Each line below that holds the word "rough" counts toward the answer; reply with the total number only.

Dataset entries:
== Segment start ==

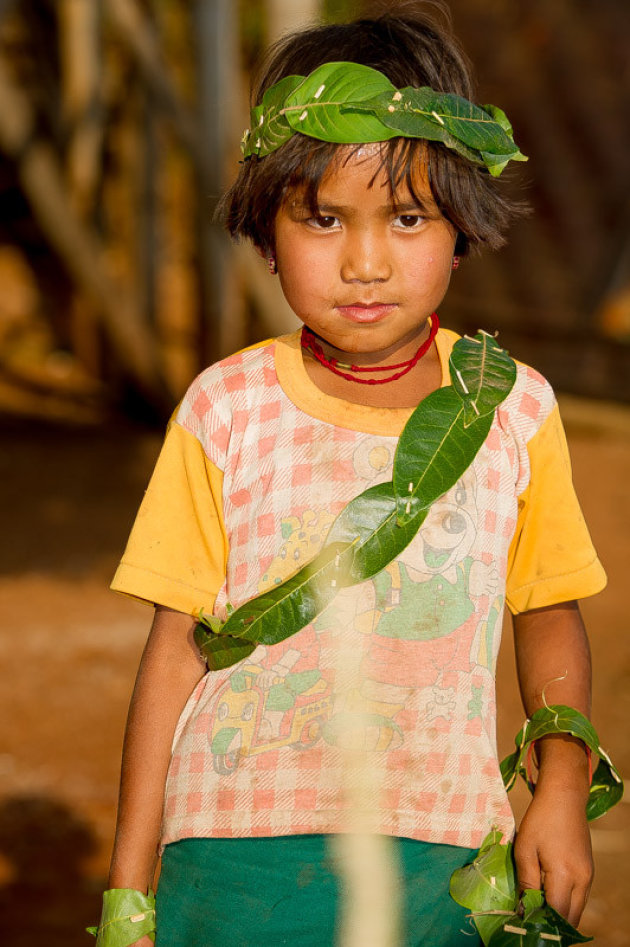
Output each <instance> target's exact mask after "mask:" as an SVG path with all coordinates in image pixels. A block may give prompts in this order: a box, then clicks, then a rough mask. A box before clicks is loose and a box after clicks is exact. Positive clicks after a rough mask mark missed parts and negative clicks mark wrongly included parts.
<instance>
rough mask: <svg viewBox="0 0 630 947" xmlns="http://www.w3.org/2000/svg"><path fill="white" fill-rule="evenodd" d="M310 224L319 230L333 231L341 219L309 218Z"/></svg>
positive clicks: (313, 217) (335, 217)
mask: <svg viewBox="0 0 630 947" xmlns="http://www.w3.org/2000/svg"><path fill="white" fill-rule="evenodd" d="M308 223H309V224H310V225H311V227H315V228H316V229H317V230H332V228H333V227H334V226H335V225H336V224H338V223H339V219H338V218H337V217H328V216H318V217H309V219H308Z"/></svg>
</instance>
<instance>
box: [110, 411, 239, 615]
mask: <svg viewBox="0 0 630 947" xmlns="http://www.w3.org/2000/svg"><path fill="white" fill-rule="evenodd" d="M222 488H223V473H222V472H221V471H220V470H219V469H218V468H217V467H216V466H215V465H214V464H213V463H212V462H211V461H210V460H209V459H208V458H207V456H206V454H205V453H204V450H203V447H202V446H201V444H200V442H199V441H198V439H197V438H196V437H195V436H194V434H191V433H190V432H189V431H187V430H186V429H185V428H183V427H182V426H181V425H180V424H178V423H177V422H171V424H170V426H169V429H168V431H167V435H166V439H165V441H164V445H163V447H162V451H161V453H160V456H159V458H158V461H157V464H156V467H155V470H154V472H153V476H152V477H151V481H150V483H149V486H148V488H147V491H146V493H145V496H144V499H143V501H142V504H141V506H140V509H139V511H138V515H137V518H136V521H135V523H134V525H133V529H132V531H131V535H130V537H129V541H128V543H127V548H126V550H125V553H124V556H123V558H122V560H121V562H120V565H119V567H118V569H117V571H116V574H115V576H114V580H113V582H112V585H111V587H112V589H113V590H114V591H116V592H123V593H125V594H126V595H131V596H133V597H134V598H138V599H141V600H143V601H146V602H150V603H152V604H158V605H166V606H167V607H169V608H174V609H176V610H177V611H181V612H185V613H187V614H190V615H197V614H198V613H199V611H200V610H201V609H203V610H204V611H205V612H210V611H211V610H212V607H213V605H214V601H215V598H216V596H217V593H218V591H219V590H220V588H221V586H222V585H223V582H224V580H225V573H226V564H227V554H228V543H227V537H226V532H225V525H224V521H223V512H222Z"/></svg>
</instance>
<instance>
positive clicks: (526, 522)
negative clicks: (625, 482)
mask: <svg viewBox="0 0 630 947" xmlns="http://www.w3.org/2000/svg"><path fill="white" fill-rule="evenodd" d="M527 454H528V457H529V467H530V477H529V484H528V486H527V487H526V488H525V490H524V491H523V493H522V494H521V495H520V497H519V501H518V506H519V512H518V520H517V525H516V530H515V533H514V537H513V539H512V543H511V546H510V550H509V554H508V573H507V583H506V601H507V605H508V608H509V609H510V611H511V612H512V613H513V614H518V613H519V612H524V611H528V610H530V609H533V608H542V607H544V606H547V605H556V604H559V603H560V602H567V601H571V600H573V599H578V598H584V597H586V596H588V595H594V594H595V593H596V592H600V591H601V590H602V589H603V588H604V586H605V585H606V575H605V573H604V570H603V568H602V566H601V563H600V562H599V559H598V558H597V554H596V552H595V550H594V548H593V544H592V542H591V538H590V535H589V532H588V529H587V526H586V523H585V522H584V517H583V515H582V511H581V509H580V505H579V503H578V500H577V497H576V495H575V490H574V487H573V481H572V476H571V462H570V459H569V451H568V447H567V442H566V437H565V434H564V429H563V427H562V422H561V420H560V414H559V411H558V406H557V405H555V407H554V408H553V409H552V411H551V413H550V414H549V416H548V417H547V419H546V420H545V421H544V422H543V424H542V425H541V427H540V428H539V430H538V431H537V432H536V434H534V435H533V437H532V438H531V439H530V440H529V441H528V443H527Z"/></svg>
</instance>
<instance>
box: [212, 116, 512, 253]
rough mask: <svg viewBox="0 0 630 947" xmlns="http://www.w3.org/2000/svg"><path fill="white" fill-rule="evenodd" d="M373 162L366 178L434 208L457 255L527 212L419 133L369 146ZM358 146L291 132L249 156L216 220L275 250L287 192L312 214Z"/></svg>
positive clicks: (425, 205)
mask: <svg viewBox="0 0 630 947" xmlns="http://www.w3.org/2000/svg"><path fill="white" fill-rule="evenodd" d="M375 145H376V146H377V147H378V151H379V158H380V160H379V164H378V167H377V168H376V170H375V172H374V175H373V177H372V179H371V181H370V185H369V186H370V187H372V186H374V184H375V182H376V179H377V178H378V177H379V175H380V174H381V172H383V173H384V175H385V178H386V180H387V182H388V185H389V191H390V195H391V198H392V200H393V203H394V206H395V205H396V196H397V194H399V193H400V191H401V189H403V188H405V189H406V190H407V191H408V192H409V195H410V196H411V197H412V199H413V200H414V201H415V202H416V204H417V206H418V208H419V209H420V210H421V211H422V212H423V214H424V215H425V216H427V217H435V216H436V209H437V211H438V212H439V214H441V216H442V217H444V219H445V220H447V221H448V222H449V223H450V224H452V226H453V227H454V228H455V230H456V231H457V234H458V237H457V243H456V252H457V253H458V254H460V255H461V254H465V253H467V252H468V249H469V248H470V247H473V248H477V247H482V246H485V247H488V248H490V249H497V248H498V247H500V246H502V245H503V244H504V243H505V238H504V236H503V234H504V231H505V230H506V228H507V226H508V224H509V222H510V220H511V219H512V218H513V217H516V216H520V215H522V214H523V213H526V212H527V210H526V206H525V205H520V204H517V203H516V202H514V201H513V200H510V199H509V198H508V197H507V196H506V195H505V194H504V193H503V191H502V189H501V190H500V189H499V187H498V186H497V182H496V180H495V179H493V178H491V177H490V175H489V174H488V173H487V171H486V170H485V169H482V168H480V167H479V166H477V165H474V164H471V162H470V161H468V160H466V159H465V158H462V157H461V156H460V155H458V154H457V153H456V152H454V151H451V150H449V149H447V148H446V147H445V146H444V145H442V144H441V143H440V142H433V141H426V140H424V139H419V138H392V139H390V140H389V141H386V142H382V143H375ZM365 147H366V145H364V144H357V145H338V144H333V143H331V142H325V141H318V140H316V139H313V138H309V137H307V136H306V135H300V134H296V135H294V136H293V137H292V138H290V139H289V141H287V142H286V143H285V144H284V145H282V147H281V148H278V150H277V151H274V152H273V153H272V154H270V155H267V156H266V157H264V158H258V157H251V158H247V159H246V160H245V161H244V162H243V163H242V165H241V171H240V173H239V175H238V178H237V180H236V181H235V182H234V184H233V186H232V187H231V188H230V189H229V191H228V192H227V193H226V194H225V196H224V197H223V199H222V200H221V201H220V203H219V206H218V208H217V217H218V219H220V220H221V221H222V222H223V223H224V224H225V226H226V227H227V229H228V230H229V232H230V234H231V235H232V237H233V238H234V239H238V238H239V237H245V238H247V239H250V240H251V241H252V242H253V243H254V245H255V246H257V247H259V248H260V249H261V250H262V251H263V252H264V253H266V254H267V253H271V252H273V250H274V245H275V239H274V227H275V219H276V215H277V213H278V211H279V210H280V208H281V207H282V205H283V204H284V203H285V202H286V201H287V199H288V197H289V196H290V195H291V194H294V193H296V192H300V194H301V196H302V198H303V200H304V202H305V203H306V205H307V206H308V207H309V209H310V210H311V212H312V213H313V215H314V216H315V215H316V214H317V208H318V195H319V189H320V187H321V184H322V181H323V179H324V177H325V176H326V174H327V173H329V172H333V173H334V167H335V163H337V162H340V163H342V164H346V163H347V162H348V161H350V160H351V159H352V158H353V157H357V156H358V155H359V152H360V151H361V150H362V149H363V148H365ZM420 181H427V182H428V186H429V190H430V192H431V194H432V196H433V202H434V204H433V206H431V204H428V202H427V200H426V196H423V195H422V194H420V193H419V187H418V185H419V182H420Z"/></svg>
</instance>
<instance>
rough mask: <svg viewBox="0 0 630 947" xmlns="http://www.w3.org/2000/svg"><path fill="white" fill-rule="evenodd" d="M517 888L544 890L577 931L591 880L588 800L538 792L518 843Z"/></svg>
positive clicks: (516, 843)
mask: <svg viewBox="0 0 630 947" xmlns="http://www.w3.org/2000/svg"><path fill="white" fill-rule="evenodd" d="M514 860H515V862H516V872H517V876H518V885H519V887H520V889H521V890H523V889H525V888H540V889H542V890H543V891H544V892H545V897H546V899H547V902H548V904H550V905H551V907H553V908H555V910H556V911H558V912H559V913H560V914H562V916H563V917H565V918H566V919H567V920H568V921H569V923H570V924H573V926H574V927H577V925H578V923H579V920H580V917H581V916H582V912H583V910H584V905H585V904H586V900H587V898H588V894H589V891H590V888H591V882H592V879H593V858H592V852H591V838H590V834H589V830H588V823H587V821H586V814H585V802H584V794H583V792H581V791H579V790H577V791H576V790H575V789H574V788H573V787H566V786H564V787H559V786H555V787H554V788H553V789H552V788H551V787H550V786H549V785H547V786H546V787H543V786H542V785H539V786H537V788H536V791H535V794H534V798H533V799H532V802H531V804H530V806H529V808H528V810H527V812H526V813H525V815H524V817H523V820H522V822H521V825H520V828H519V830H518V833H517V835H516V841H515V843H514Z"/></svg>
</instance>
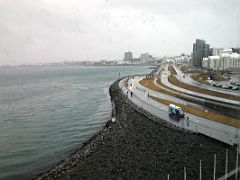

== Segment end ==

Output below: 4